DATA TO USE —
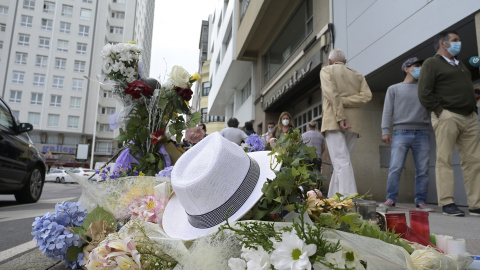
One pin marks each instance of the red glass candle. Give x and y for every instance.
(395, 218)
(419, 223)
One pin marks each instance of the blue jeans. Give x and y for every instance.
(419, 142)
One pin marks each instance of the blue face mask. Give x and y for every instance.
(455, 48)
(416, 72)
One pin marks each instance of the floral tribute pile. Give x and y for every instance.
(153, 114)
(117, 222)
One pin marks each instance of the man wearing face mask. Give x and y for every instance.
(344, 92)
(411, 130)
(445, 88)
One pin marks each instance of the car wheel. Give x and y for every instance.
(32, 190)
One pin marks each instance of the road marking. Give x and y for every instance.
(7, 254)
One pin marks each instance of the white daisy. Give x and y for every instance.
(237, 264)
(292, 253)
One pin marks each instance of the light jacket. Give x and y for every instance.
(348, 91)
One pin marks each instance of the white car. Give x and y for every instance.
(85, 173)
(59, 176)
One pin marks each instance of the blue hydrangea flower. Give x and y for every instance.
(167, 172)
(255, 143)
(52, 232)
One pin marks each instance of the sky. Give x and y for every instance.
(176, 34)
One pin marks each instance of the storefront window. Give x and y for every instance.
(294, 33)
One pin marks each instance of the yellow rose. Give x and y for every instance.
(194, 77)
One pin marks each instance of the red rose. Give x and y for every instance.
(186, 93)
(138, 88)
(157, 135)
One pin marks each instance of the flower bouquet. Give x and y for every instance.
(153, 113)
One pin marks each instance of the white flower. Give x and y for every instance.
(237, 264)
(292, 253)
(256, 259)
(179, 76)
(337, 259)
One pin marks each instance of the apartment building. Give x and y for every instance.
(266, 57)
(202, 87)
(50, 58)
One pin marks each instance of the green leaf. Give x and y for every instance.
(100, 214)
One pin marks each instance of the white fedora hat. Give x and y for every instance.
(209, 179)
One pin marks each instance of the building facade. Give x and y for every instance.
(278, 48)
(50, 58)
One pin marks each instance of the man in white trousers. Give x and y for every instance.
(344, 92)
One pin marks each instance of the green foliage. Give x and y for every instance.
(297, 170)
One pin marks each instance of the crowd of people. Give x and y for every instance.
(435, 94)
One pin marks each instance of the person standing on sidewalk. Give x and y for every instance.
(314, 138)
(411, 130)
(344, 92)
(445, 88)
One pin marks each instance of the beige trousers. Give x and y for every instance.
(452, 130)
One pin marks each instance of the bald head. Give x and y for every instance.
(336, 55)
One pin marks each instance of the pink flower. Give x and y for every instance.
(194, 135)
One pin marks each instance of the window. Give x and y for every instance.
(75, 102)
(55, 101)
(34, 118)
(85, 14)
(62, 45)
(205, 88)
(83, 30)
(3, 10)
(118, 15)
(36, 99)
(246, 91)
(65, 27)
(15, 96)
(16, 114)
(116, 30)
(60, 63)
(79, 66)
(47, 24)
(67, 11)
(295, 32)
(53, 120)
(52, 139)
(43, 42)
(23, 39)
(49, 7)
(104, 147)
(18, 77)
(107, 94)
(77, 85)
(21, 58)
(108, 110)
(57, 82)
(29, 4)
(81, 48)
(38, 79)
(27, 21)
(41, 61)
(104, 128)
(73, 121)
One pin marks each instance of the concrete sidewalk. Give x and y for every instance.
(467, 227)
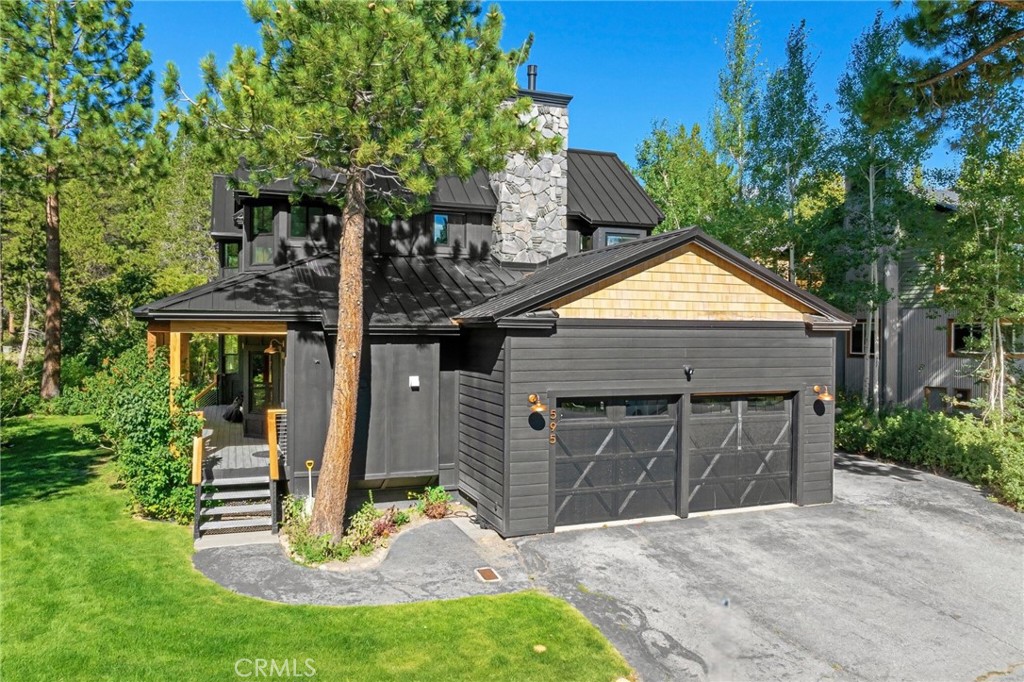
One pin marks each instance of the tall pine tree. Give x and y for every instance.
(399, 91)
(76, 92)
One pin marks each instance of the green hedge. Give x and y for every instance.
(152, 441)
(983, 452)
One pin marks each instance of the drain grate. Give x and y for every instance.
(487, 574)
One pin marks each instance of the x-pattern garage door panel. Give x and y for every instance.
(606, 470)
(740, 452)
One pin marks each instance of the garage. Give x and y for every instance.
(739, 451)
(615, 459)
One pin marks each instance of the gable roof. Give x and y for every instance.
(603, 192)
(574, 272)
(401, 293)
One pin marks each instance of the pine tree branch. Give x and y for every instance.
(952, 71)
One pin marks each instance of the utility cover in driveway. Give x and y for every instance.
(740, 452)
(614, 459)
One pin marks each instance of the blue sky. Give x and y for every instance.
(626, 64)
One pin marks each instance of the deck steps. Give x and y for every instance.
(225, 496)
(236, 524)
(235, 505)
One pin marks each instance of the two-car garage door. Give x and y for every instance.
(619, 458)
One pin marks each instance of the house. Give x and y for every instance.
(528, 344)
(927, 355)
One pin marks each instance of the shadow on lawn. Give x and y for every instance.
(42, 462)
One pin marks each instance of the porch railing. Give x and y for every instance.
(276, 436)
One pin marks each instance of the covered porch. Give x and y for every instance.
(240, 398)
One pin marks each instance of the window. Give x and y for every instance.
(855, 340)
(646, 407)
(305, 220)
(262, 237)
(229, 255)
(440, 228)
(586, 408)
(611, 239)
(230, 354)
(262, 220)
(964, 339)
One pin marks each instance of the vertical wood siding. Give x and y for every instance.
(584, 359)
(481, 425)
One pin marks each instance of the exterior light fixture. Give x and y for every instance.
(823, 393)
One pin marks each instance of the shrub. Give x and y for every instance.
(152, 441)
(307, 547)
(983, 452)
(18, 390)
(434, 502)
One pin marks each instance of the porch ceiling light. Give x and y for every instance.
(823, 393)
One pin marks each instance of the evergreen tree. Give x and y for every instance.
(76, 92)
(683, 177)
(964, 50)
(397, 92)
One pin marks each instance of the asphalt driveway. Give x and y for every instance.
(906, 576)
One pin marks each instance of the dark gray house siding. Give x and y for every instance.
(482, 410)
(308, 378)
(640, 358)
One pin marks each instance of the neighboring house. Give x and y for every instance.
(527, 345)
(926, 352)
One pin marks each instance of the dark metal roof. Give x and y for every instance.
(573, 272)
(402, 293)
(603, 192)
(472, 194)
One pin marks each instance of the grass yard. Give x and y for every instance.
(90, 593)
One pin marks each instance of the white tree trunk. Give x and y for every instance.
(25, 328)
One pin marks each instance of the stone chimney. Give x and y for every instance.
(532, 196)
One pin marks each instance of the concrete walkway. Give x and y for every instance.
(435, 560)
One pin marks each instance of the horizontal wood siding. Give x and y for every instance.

WHAT THE TASK ASKS — Please give back all the records above word for word, with no pictures included.

WRITTEN SOLUTION —
One pin marks each instance of the red glass candle. Give x and y for every instance.
(395, 218)
(419, 223)
One pin marks each instance of the blue jeans. Give x and y for every instance.
(419, 142)
One pin marks each instance of the blue face mask. Give x and y for every instance.
(455, 48)
(416, 72)
One pin marks each instance of the floral tribute pile. Give x and y for every instance.
(153, 114)
(117, 222)
One pin marks each instance of the man wearing face mask. Give x and y for every instance.
(344, 92)
(411, 130)
(445, 88)
One pin marks each instance of the car wheel. Give x and y for every instance.
(32, 190)
One pin marks each instance of the road marking. Give x and y for every instance.
(7, 254)
One pin marks each instance of the white daisy. Give x and y for every instance.
(237, 264)
(292, 253)
One pin marks each instance of the light jacket. Give x and y for every instance.
(348, 91)
One pin marks each instance of the white car. Give x and y for every instance.
(85, 173)
(59, 176)
One pin marks each instance of the blue hydrangea flower. Give x and y for every instance.
(167, 172)
(255, 143)
(52, 232)
One pin marks each instance of the sky. Give x and y for every instance.
(176, 34)
One pin marks each instance of the storefront window. Give x and y for every instance.
(294, 33)
One pin marks each instance of the yellow rose. Give x and y for every instance.
(194, 77)
One pin marks each instance of the red rose. Give x and y for every instance.
(186, 93)
(138, 88)
(157, 135)
One pin marks each instance of the flower bouquet. Give x and y for every instance.
(153, 113)
One pin marks each instance of the white flower. Give x and y for every instance.
(237, 264)
(292, 253)
(256, 259)
(179, 76)
(337, 259)
One pin marks each instance of the apartment building. Give x and y for every instance.
(266, 57)
(202, 87)
(50, 58)
One pin marks each instance of the green leaf. Give x and y for every instance.
(100, 214)
One pin marks each instance of the white fedora hat. Give x and y for every instance.
(209, 179)
One pin marks each instance of the building facade. Give x and y for every instance.
(278, 48)
(50, 58)
One pin marks each instance of the man in white trousers. Give x and y for every instance.
(344, 92)
One pin marks each instance of the green foliage. Give x and y for every instance.
(297, 170)
One pin marks each instance of the crowd of people. Give x and y for every instance.
(435, 94)
One pin marks each instance of the person standing on sidewalk. Give x and y for every instance.
(314, 138)
(411, 130)
(344, 92)
(445, 88)
One pin marks each instance of the beige trousers. Give x and y for every instance.
(452, 130)
One pin marks each instance of the bald head. Give x and y for every instance.
(336, 55)
One pin marks each instance of the pink flower. Give x and y for every instance.
(194, 135)
One pin marks each instance of the window. Give x and y for every instance.
(75, 102)
(55, 101)
(34, 118)
(85, 14)
(62, 45)
(205, 88)
(83, 30)
(3, 10)
(118, 15)
(36, 99)
(246, 91)
(65, 27)
(15, 96)
(16, 114)
(116, 30)
(60, 63)
(79, 66)
(47, 24)
(67, 11)
(295, 32)
(53, 120)
(52, 139)
(43, 42)
(23, 39)
(49, 7)
(104, 147)
(18, 77)
(107, 94)
(77, 85)
(21, 58)
(108, 110)
(57, 82)
(29, 4)
(81, 48)
(38, 79)
(27, 21)
(41, 61)
(104, 128)
(73, 121)
One pin marks each instance of the concrete sidewalk. Give x and y for every instance.
(467, 227)
One pin marks each instance of the tall pine tree. Give x and y for every instance.
(399, 91)
(76, 92)
One pin marks each instance of the green hedge. Give x and y for every instance.
(152, 441)
(983, 452)
One pin marks each instance of the drain grate. Give x and y for every instance.
(487, 574)
One pin marks each instance of the x-pattern garage door panel. Give x and y for every instance.
(606, 470)
(740, 452)
One pin marks each instance of the garage. Give x and y for every instance.
(739, 451)
(615, 459)
One pin marks each instance of the gable roof. Give x and y for every instance.
(603, 192)
(574, 272)
(401, 293)
One pin marks each instance of the pine tree branch. Give x and y for every instance.
(952, 71)
One pin marks each instance of the utility cover in driveway. Give x and y for every instance.
(740, 452)
(614, 459)
One pin marks each instance of the blue sky. Give x and y for every instance.
(626, 64)
One pin marks each instance of the deck steps. Give x and y for every instance.
(225, 496)
(236, 524)
(235, 505)
One pin marks each instance of the two-car garage door. Give x and y for every instance.
(619, 458)
One pin marks each instance of the house. Give x and y for every instance.
(528, 344)
(927, 355)
One pin marks each instance of the shadow on lawn. Give x and y for every instance.
(42, 462)
One pin marks each instance of the porch railing. Give x and y for every instance.
(276, 436)
One pin marks each instance of the covered porch. Give x and y for every instance.
(240, 398)
One pin marks each instance of the window. Give x and y for every instance.
(855, 340)
(646, 407)
(305, 220)
(262, 237)
(229, 255)
(440, 228)
(586, 408)
(611, 239)
(230, 354)
(262, 220)
(964, 339)
One pin marks each instance of the vertical wood siding. Give x and y for every instance.
(584, 359)
(481, 425)
One pin marks each instance of the exterior light fixture. Give x and y for every instance.
(823, 393)
One pin marks each instance of the shrub. Give x and y for every instance.
(152, 441)
(307, 547)
(983, 452)
(18, 390)
(434, 502)
One pin marks each instance of the porch ceiling light. Give x and y for every instance.
(823, 393)
One pin marks each instance of the evergreen tree. Give x and y for every instance.
(76, 92)
(683, 177)
(964, 50)
(397, 92)
One pin marks each instance of the asphalt driveway. Give x and y for every instance.
(906, 576)
One pin marks each instance of the dark gray house siding. Give x and y for every instance.
(482, 410)
(308, 378)
(640, 358)
One pin marks each instance of the neighboring house. Give x and y for every instance.
(527, 345)
(926, 352)
One pin marks each instance of the dark metal roof. Give x and y for every instance.
(573, 272)
(402, 293)
(603, 192)
(472, 194)
One pin marks each instance of the grass yard. Give x and y for every instance.
(90, 593)
One pin marks each instance of the white tree trunk. Give x and y for every instance.
(25, 328)
One pin marks each instance of the stone chimney. Give x and y for every instance.
(532, 196)
One pin marks each instance of the concrete walkway. Give x and y for every instance.
(435, 560)
One pin marks each instance of the horizontal wood siding. Give x and y for every instance.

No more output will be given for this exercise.